What the task requires:
Pick out each line of the listing below that contains the string "hand", treating uppercase and lowercase as different, and copy those lines.

Pointing dataset records
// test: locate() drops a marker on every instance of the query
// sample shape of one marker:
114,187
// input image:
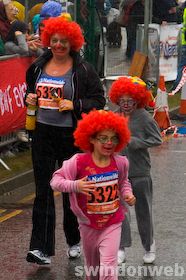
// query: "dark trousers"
50,144
142,189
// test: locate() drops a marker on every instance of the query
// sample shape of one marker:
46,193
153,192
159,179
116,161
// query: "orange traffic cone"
161,110
182,109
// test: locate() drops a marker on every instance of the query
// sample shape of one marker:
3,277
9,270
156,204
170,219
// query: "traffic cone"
161,110
182,109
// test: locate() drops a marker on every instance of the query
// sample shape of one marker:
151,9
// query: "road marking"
17,212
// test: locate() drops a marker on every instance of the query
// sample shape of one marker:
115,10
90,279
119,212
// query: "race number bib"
104,199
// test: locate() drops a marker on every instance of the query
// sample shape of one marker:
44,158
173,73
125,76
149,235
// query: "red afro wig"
132,86
70,29
97,121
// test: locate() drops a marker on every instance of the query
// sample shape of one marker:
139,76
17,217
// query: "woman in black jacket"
63,86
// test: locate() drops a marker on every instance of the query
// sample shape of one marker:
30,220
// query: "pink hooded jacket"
64,180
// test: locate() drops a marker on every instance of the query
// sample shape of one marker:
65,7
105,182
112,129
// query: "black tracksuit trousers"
50,145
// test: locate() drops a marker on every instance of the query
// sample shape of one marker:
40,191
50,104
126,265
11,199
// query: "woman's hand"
65,105
84,186
130,199
31,99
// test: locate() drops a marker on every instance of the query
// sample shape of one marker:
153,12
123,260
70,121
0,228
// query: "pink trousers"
100,251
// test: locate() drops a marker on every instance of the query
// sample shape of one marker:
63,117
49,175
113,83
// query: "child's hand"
65,105
84,186
130,199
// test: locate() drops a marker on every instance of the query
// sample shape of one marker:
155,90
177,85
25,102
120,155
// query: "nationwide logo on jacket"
104,199
49,92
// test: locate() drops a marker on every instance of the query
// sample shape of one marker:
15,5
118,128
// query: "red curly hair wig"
70,29
97,121
132,86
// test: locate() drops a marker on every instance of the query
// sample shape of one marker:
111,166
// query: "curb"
16,182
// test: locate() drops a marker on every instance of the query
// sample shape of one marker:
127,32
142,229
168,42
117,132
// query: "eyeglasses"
105,139
63,42
128,102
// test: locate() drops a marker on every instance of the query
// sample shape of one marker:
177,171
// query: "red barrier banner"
12,92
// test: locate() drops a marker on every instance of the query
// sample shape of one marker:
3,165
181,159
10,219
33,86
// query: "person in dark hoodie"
132,96
17,41
164,11
63,86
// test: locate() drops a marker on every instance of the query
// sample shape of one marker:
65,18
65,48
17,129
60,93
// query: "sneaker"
74,251
150,256
38,257
121,257
22,136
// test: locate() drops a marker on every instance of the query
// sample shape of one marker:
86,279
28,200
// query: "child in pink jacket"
97,181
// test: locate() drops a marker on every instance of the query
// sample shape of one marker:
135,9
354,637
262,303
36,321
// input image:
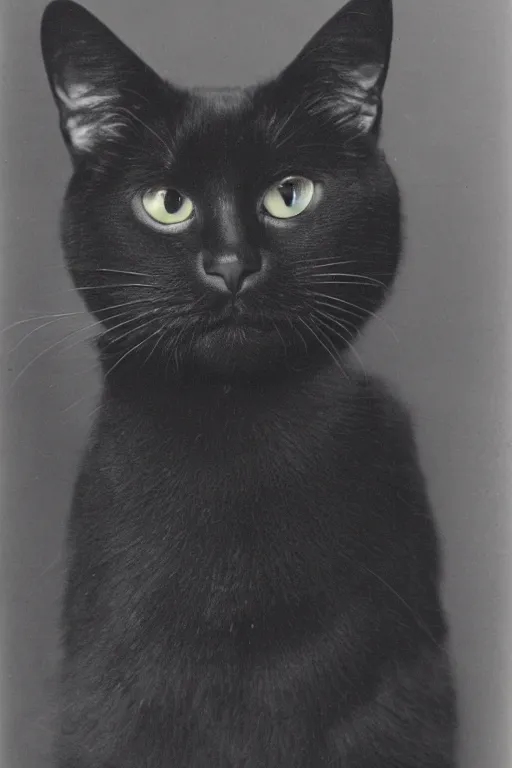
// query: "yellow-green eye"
167,206
289,197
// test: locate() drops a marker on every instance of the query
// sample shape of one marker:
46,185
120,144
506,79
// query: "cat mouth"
234,318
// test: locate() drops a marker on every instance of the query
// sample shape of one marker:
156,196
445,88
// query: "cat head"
229,229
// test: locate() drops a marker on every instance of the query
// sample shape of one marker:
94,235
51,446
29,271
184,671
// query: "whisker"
360,315
124,272
346,341
132,350
320,263
81,288
41,317
364,312
329,351
115,327
366,278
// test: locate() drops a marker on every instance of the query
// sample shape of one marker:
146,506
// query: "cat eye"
289,197
167,206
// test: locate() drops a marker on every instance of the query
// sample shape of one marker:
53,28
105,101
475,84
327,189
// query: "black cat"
253,576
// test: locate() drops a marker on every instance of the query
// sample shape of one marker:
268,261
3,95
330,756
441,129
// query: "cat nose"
231,269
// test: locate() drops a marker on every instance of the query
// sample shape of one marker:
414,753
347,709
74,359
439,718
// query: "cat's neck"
208,401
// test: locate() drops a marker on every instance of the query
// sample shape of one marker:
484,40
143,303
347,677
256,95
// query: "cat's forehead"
218,128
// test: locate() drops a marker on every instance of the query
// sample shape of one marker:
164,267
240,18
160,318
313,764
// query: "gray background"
445,338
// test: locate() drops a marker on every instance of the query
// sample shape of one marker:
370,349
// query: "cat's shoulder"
375,400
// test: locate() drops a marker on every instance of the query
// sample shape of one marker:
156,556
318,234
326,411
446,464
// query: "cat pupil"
172,201
287,191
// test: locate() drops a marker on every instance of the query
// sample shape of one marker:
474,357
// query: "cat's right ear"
340,74
97,82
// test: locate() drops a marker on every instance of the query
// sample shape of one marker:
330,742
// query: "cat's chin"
231,348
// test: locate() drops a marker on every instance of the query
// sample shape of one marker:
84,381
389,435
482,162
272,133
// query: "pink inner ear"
367,76
88,114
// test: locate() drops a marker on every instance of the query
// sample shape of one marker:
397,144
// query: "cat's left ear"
340,74
96,80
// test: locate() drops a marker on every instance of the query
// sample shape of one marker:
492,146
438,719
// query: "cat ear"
340,73
92,74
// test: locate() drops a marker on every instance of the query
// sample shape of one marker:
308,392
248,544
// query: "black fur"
253,574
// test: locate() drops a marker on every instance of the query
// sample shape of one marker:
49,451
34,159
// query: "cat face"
227,228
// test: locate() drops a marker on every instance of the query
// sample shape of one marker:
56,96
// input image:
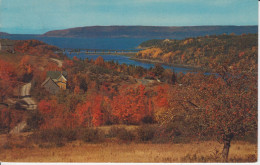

Result for this exercise:
// query: "woman's hand"
// query: "child's hand"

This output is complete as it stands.